━━━ Dataset

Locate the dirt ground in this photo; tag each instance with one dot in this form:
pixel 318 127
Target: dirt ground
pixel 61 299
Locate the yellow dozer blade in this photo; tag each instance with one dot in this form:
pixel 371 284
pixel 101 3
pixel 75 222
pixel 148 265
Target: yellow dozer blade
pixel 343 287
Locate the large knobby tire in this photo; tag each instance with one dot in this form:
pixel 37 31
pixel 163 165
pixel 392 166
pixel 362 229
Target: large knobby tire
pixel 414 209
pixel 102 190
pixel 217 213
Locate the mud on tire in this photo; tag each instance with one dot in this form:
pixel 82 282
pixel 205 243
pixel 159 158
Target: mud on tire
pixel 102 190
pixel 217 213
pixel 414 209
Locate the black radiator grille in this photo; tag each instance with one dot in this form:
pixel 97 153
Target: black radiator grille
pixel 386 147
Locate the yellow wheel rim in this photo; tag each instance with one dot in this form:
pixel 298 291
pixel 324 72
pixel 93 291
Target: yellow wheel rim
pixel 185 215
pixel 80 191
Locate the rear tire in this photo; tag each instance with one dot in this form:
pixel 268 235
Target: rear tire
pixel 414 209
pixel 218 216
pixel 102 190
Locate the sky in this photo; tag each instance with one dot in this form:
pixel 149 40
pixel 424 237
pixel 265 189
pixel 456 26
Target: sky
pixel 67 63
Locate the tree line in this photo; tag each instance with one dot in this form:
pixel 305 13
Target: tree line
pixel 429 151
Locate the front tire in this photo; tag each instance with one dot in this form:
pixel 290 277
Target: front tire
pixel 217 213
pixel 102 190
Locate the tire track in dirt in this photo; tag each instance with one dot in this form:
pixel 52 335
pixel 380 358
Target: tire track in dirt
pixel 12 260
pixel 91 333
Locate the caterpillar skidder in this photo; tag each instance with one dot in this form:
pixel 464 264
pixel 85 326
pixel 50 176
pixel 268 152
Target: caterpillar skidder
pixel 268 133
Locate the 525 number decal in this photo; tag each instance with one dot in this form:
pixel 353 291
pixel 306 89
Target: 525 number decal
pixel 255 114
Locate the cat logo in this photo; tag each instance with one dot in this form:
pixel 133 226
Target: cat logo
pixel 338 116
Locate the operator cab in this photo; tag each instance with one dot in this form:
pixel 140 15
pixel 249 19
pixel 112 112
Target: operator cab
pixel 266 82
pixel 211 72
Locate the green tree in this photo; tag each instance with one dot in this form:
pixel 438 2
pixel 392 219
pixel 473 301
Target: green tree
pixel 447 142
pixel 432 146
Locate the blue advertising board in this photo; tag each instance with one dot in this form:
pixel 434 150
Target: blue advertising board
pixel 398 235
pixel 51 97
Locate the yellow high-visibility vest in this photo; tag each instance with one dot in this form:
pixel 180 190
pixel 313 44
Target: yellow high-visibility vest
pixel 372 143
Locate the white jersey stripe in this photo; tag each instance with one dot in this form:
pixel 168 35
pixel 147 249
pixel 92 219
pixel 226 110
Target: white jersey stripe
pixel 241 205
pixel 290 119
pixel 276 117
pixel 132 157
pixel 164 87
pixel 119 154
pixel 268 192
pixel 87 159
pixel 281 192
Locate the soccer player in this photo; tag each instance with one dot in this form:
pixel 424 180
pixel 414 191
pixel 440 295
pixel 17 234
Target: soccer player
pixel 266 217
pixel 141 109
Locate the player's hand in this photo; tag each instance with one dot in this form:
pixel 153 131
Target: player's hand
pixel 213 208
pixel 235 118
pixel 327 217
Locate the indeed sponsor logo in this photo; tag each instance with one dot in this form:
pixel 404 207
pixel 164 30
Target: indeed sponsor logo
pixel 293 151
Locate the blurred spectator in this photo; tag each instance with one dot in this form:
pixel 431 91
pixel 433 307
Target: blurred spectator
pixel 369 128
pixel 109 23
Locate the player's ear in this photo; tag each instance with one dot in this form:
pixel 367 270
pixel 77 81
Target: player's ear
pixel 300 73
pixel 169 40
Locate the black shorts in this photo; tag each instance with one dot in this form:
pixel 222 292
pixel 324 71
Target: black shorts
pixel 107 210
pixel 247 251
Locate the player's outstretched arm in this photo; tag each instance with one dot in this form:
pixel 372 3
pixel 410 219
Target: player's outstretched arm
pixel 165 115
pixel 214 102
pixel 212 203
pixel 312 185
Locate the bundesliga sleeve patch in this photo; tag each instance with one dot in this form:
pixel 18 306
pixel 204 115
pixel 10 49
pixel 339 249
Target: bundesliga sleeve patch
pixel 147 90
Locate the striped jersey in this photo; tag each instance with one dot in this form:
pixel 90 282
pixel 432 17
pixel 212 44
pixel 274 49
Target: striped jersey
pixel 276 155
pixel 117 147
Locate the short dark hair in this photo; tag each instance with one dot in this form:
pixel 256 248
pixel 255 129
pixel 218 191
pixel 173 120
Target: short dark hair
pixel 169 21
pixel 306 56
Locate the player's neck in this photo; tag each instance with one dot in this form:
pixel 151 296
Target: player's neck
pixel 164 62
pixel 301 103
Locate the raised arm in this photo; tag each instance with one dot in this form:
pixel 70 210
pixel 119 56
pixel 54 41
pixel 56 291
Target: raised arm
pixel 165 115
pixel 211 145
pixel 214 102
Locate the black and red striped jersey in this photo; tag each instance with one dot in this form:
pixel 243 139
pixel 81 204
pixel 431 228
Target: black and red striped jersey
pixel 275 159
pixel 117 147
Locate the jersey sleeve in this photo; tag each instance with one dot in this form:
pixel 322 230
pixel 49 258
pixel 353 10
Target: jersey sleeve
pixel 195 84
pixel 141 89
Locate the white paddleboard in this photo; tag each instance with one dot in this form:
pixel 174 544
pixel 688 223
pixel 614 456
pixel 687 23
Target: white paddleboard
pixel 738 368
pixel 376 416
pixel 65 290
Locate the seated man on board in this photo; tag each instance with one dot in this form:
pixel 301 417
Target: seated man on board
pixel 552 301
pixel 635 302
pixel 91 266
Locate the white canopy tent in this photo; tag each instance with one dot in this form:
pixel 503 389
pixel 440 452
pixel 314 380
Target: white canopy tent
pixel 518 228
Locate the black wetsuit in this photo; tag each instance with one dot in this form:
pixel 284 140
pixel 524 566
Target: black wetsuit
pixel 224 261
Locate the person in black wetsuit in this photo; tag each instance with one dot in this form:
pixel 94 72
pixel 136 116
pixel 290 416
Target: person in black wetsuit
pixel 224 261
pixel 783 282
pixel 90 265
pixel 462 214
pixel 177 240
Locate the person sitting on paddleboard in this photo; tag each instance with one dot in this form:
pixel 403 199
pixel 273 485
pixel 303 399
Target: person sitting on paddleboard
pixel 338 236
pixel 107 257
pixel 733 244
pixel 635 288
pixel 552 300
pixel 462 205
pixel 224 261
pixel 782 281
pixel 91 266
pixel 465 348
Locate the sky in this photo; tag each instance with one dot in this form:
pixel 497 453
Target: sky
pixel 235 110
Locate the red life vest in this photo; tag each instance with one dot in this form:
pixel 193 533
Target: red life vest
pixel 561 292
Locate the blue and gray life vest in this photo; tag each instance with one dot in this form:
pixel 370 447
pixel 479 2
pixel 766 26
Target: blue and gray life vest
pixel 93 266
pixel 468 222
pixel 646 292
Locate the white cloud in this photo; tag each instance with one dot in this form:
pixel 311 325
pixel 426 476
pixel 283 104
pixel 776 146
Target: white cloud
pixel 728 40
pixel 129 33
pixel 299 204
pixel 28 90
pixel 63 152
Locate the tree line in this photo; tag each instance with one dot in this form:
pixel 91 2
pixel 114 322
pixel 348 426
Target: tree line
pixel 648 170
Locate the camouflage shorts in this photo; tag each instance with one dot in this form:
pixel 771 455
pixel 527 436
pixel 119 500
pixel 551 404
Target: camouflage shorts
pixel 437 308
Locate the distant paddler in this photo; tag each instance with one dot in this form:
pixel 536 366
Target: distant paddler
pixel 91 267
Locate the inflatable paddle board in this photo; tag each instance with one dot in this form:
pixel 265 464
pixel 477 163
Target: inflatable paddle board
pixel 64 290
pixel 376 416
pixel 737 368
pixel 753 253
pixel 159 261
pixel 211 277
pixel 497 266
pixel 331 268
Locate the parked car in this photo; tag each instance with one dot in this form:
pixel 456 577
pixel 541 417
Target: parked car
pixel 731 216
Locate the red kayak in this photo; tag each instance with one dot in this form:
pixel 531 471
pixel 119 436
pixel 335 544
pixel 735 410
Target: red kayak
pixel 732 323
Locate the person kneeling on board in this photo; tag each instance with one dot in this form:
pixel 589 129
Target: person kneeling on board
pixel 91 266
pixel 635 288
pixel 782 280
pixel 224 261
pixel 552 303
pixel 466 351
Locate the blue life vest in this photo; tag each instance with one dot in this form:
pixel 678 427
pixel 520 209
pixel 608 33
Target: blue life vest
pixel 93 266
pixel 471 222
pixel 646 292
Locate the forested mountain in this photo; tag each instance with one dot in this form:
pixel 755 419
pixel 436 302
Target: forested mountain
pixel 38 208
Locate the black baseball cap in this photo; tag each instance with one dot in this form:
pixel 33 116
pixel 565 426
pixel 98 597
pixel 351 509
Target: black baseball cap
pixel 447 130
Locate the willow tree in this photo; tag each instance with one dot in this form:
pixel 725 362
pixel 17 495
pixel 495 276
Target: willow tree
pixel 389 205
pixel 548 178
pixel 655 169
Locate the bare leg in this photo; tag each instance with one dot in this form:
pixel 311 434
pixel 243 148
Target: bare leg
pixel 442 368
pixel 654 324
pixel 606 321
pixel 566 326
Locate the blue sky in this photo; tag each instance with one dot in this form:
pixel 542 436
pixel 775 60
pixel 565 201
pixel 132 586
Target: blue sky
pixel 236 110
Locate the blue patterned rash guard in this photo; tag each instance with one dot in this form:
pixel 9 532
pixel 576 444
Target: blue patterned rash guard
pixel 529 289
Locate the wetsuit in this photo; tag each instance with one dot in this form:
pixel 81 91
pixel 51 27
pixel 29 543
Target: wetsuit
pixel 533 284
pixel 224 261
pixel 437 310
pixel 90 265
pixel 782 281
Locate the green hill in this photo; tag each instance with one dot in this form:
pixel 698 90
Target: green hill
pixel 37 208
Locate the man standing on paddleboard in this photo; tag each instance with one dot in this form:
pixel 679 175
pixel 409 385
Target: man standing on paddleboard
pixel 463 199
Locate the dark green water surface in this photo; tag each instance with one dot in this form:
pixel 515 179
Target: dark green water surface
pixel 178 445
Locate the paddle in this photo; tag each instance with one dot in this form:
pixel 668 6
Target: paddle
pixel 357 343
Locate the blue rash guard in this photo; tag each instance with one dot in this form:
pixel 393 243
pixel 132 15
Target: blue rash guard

━━━━━━

What the exercise asks:
Arrange everything from the line containing "Locate the green hill" down to the final line of the rows as a numbered list with one line per item, leaving out any blank lines.

Result for this task:
1. Locate the green hill in this photo; tag each instance with one dot in this form:
2. pixel 698 90
3. Target: green hill
4. pixel 37 208
5. Locate the man standing on paddleboard in this photo; tag each instance with one dot in this form:
6. pixel 679 175
7. pixel 409 385
8. Target: man standing on paddleboard
9. pixel 463 199
10. Locate the dark green water surface in this photo; tag each instance with one dot in this form:
11. pixel 515 179
12. Target: dark green water surface
13. pixel 178 445
14. Locate the paddle in this photo; tag each instance with one dot in this form:
15. pixel 668 6
16. Target: paddle
17. pixel 357 343
18. Locate the blue rash guard in this photo; tag each instance with one dot in this form:
19. pixel 393 243
20. pixel 132 15
21. Target: blue rash guard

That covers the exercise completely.